**** MATERIAL FOR THIS TASK ****

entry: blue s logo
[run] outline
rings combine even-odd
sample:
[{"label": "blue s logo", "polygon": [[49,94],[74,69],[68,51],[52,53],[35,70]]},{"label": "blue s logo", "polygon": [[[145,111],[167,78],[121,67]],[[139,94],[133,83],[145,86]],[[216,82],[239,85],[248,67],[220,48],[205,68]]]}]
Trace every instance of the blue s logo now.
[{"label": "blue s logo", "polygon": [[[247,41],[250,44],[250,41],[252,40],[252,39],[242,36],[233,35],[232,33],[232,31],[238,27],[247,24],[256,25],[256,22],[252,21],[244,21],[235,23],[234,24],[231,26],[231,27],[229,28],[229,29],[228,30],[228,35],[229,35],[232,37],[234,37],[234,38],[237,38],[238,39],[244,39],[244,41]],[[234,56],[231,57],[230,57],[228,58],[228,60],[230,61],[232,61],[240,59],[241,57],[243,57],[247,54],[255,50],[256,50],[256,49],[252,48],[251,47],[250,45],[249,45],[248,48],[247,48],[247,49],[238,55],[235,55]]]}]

****

→ EXERCISE AIM:
Copy all the records above precisely.

→ RESPONSE:
entry: blue s logo
[run] outline
rings combine even-odd
sample:
[{"label": "blue s logo", "polygon": [[49,94],[74,69],[68,51],[52,53],[35,70]]},{"label": "blue s logo", "polygon": [[[145,111],[167,78],[121,67]],[[139,94],[133,83],[145,86]],[[216,82],[239,85],[248,67],[220,48],[205,68]]]}]
Trace every instance of the blue s logo now.
[{"label": "blue s logo", "polygon": [[[247,41],[250,44],[250,41],[252,40],[252,39],[242,36],[233,35],[232,33],[232,31],[238,27],[247,24],[256,25],[256,22],[252,21],[244,21],[235,23],[234,24],[231,26],[231,27],[229,28],[229,29],[228,30],[228,35],[229,35],[232,37],[234,37],[234,38],[237,38],[238,39],[244,39],[244,41]],[[234,56],[231,57],[230,57],[228,58],[228,60],[230,61],[232,61],[240,59],[241,57],[243,57],[247,54],[255,50],[256,50],[256,49],[252,48],[251,47],[250,45],[249,45],[248,48],[247,48],[247,49],[238,55],[235,55]]]}]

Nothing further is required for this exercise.